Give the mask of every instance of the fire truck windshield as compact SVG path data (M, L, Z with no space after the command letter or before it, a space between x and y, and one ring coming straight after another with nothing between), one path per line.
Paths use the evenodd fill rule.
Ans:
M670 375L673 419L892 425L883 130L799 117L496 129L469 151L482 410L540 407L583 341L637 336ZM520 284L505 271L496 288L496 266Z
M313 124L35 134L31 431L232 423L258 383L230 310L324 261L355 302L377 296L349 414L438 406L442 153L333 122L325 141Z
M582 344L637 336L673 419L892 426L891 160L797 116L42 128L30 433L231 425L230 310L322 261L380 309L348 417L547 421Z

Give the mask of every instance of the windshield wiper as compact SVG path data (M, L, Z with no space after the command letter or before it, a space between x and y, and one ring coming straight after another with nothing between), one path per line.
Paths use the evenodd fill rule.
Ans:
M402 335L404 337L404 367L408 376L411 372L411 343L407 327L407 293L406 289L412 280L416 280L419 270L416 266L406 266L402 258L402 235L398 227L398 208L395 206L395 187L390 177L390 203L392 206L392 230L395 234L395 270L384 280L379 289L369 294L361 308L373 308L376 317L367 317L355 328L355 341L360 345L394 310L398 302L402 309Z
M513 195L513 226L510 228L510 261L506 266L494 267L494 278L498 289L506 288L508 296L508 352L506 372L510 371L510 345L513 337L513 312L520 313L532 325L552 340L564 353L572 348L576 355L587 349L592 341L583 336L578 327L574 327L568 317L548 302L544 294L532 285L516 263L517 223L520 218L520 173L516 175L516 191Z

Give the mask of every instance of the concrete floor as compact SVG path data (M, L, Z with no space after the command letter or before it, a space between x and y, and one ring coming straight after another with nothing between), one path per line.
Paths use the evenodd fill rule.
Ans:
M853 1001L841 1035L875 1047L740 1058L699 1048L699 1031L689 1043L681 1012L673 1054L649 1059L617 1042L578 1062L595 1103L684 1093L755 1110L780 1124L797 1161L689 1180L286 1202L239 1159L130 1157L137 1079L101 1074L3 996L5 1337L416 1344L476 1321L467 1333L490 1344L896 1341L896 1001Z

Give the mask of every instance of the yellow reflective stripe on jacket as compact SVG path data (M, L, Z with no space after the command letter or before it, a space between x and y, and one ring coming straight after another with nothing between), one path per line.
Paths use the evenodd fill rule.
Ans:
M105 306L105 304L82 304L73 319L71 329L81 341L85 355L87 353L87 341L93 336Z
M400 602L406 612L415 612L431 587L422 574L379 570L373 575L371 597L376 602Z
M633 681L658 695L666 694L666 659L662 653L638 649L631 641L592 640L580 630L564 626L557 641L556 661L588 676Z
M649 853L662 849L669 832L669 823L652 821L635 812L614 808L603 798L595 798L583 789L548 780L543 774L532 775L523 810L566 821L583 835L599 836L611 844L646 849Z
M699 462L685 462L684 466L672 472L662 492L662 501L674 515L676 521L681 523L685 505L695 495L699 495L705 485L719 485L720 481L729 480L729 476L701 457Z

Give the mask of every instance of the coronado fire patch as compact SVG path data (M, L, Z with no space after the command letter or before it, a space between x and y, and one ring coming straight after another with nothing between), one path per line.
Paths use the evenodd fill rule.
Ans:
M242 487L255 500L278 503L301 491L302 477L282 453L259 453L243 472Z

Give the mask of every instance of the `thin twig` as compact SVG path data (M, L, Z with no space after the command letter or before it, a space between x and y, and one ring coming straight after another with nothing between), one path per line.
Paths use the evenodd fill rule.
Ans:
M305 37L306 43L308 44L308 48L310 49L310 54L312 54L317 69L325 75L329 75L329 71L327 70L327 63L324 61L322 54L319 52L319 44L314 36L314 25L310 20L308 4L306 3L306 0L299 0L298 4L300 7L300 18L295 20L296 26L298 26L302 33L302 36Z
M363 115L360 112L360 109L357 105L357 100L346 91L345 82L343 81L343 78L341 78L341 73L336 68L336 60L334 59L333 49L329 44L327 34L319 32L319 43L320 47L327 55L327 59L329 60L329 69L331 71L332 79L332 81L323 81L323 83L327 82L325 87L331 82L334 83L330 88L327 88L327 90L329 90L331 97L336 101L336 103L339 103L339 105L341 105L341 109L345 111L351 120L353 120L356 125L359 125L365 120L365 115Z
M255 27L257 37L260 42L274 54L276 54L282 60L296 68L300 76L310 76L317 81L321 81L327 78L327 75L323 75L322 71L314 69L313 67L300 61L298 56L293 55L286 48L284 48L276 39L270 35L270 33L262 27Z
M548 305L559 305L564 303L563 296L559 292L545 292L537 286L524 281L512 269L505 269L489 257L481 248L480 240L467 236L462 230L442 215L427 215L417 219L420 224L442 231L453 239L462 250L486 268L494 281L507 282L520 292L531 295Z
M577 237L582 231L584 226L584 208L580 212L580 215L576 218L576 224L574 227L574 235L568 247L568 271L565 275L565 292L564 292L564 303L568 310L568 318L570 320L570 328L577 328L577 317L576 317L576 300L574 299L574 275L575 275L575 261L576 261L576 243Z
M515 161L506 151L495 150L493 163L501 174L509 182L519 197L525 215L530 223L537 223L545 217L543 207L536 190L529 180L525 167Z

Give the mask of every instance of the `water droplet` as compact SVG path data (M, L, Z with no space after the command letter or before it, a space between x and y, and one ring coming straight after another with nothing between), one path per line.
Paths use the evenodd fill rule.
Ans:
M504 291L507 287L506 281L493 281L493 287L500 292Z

※ ※ ※

**Directive**
Can you rewrite all the rows above as a JSON list of strings, one string per line, leaving out the blank lines?

**Answer in full**
[
  "Give the mask of every instance of the fire truck windshield as compact SVG path data (M, L, Z with no space after the command letter or before it, a space between x and y, and one ring coming straight after another with nothing between), one path per line.",
  "Paths use the evenodd fill rule.",
  "Ans:",
  "M670 375L673 419L892 425L883 130L799 117L496 129L469 151L482 410L540 407L583 341L637 336ZM520 284L505 271L496 288L496 266Z",
  "M313 124L35 134L31 431L232 423L258 383L230 310L324 261L355 302L377 296L349 414L438 406L442 153L333 122L325 141Z",
  "M582 344L637 336L673 419L892 426L891 160L797 116L42 128L30 433L231 425L230 310L322 261L380 309L348 417L547 421Z",
  "Give the mask of every instance of the windshield wiper as compact SVG path data (M, L, Z with no space after the command letter or before it, a space between x and y, and one ring coming straight after another with nothing between), one path per line.",
  "Paths use the evenodd fill rule.",
  "Ans:",
  "M402 335L404 337L404 367L408 376L411 372L411 343L407 327L407 293L406 289L412 280L416 280L419 270L416 266L406 266L402 258L402 235L398 227L398 208L395 206L395 187L390 177L390 203L392 206L392 230L395 234L395 270L384 280L379 289L369 294L361 308L373 308L376 317L367 317L355 328L355 341L360 345L394 310L398 302L402 309Z",
  "M513 195L513 226L510 228L510 261L506 266L494 267L494 278L498 289L506 288L508 296L508 352L506 372L510 371L510 345L513 337L513 312L520 313L532 325L552 340L564 353L572 348L576 355L587 349L592 341L583 336L578 327L574 327L568 317L548 302L544 294L532 285L516 263L517 223L520 218L520 173L516 175L516 191Z",
  "Give the mask of every instance of the concrete floor as compact SVG path data (M, L, Z with no space after the command letter or before it, a space between x and y, and one ring coming straight after another with nothing between), one path per line.",
  "Paths use the evenodd fill rule.",
  "Ans:",
  "M853 1001L841 1035L875 1047L740 1058L699 1048L699 1031L689 1043L681 1012L673 1054L649 1059L617 1042L578 1062L595 1103L684 1093L755 1110L780 1124L797 1161L689 1180L286 1202L239 1159L130 1157L137 1079L101 1074L3 996L5 1337L416 1344L476 1321L467 1333L490 1344L896 1341L896 1001Z",
  "Give the mask of every instance of the yellow reflective stripe on jacket as compact SVG path data (M, L, Z with no space after the command letter or before it, a space between x and y, and one ring coming straight after another with nothing between), one path per line.",
  "Paths use the evenodd fill rule.",
  "Ans:",
  "M105 306L105 304L82 304L73 319L71 329L81 341L85 355L87 353L87 341L93 336Z",
  "M400 602L406 612L415 612L431 587L422 574L379 570L373 575L371 597L376 602Z",
  "M633 681L658 695L666 694L666 659L662 653L638 649L631 641L592 640L580 630L564 626L557 641L556 661L588 676Z",
  "M649 853L662 849L669 832L669 823L652 821L635 812L614 808L603 798L595 798L583 789L548 780L543 774L532 775L523 810L566 821L583 835L599 836L611 844L646 849Z",
  "M699 462L685 462L684 466L672 472L662 492L662 501L674 515L676 521L681 523L685 505L695 495L699 495L705 485L719 485L720 481L729 480L729 476L701 457Z",
  "Give the mask of every instance of the coronado fire patch as compact SVG path data (M, L, Z with no space after the command letter or before it, a space between x and y, and one ring coming straight after another with nothing between), one path per line.",
  "Paths use the evenodd fill rule.",
  "Ans:",
  "M242 487L255 500L278 503L301 491L302 477L282 453L259 453L243 472Z",
  "Give the mask of every instance of the `thin twig` as compact SVG path data (M, L, Z with no space after the command letter or before it, a space between x and y, and one ring coming straight after another with nothing between), one path per line.",
  "Paths use the evenodd fill rule.",
  "Ans:",
  "M305 37L306 43L308 44L308 48L310 49L310 54L312 54L317 69L325 75L329 75L329 71L327 70L327 63L324 61L322 54L319 52L319 44L314 36L314 25L310 20L308 4L306 3L306 0L299 0L298 4L300 7L300 18L295 20L296 26L298 26L302 33L302 36Z",
  "M363 115L360 112L360 109L357 105L357 100L346 91L345 82L343 81L343 78L341 78L341 73L336 68L336 60L334 59L333 49L329 44L327 34L319 32L319 43L320 47L327 55L327 59L329 60L329 69L331 71L332 79L332 81L323 81L323 83L327 82L325 87L331 82L334 83L330 88L327 88L327 90L329 90L331 97L336 101L336 103L339 103L339 105L341 105L341 109L345 111L351 120L353 120L356 125L359 125L365 120L365 115Z",
  "M255 27L257 37L260 42L274 54L276 54L282 60L296 68L300 76L310 76L317 81L321 81L327 78L327 75L323 75L322 71L314 69L313 67L300 61L298 56L293 55L286 48L284 48L276 39L270 35L270 33L262 27Z",
  "M548 305L559 305L564 303L563 296L559 292L545 292L537 286L524 281L512 269L505 269L489 257L481 248L480 240L467 236L462 230L442 215L427 215L417 219L420 224L442 231L453 239L462 250L486 268L494 281L507 282L520 292L531 295Z",
  "M577 237L582 231L584 226L584 208L580 212L580 215L576 218L576 224L574 227L574 235L568 247L568 271L565 275L565 292L564 292L564 303L568 310L568 318L570 320L570 328L577 328L577 317L576 317L576 300L574 299L574 275L575 275L575 261L576 261L576 243Z",
  "M515 161L506 151L495 150L493 163L501 174L509 182L519 197L525 215L530 223L537 223L545 217L543 207L536 190L529 180L525 167Z",
  "Give the mask of every instance of the `water droplet` as compact SVG path data (M, L, Z with no space after the command letter or before it, a space between x and y, and one ring coming straight after another with nothing between), one path per line.",
  "Paths use the evenodd fill rule.",
  "Ans:",
  "M504 291L507 287L506 281L493 281L493 287L500 292Z"
]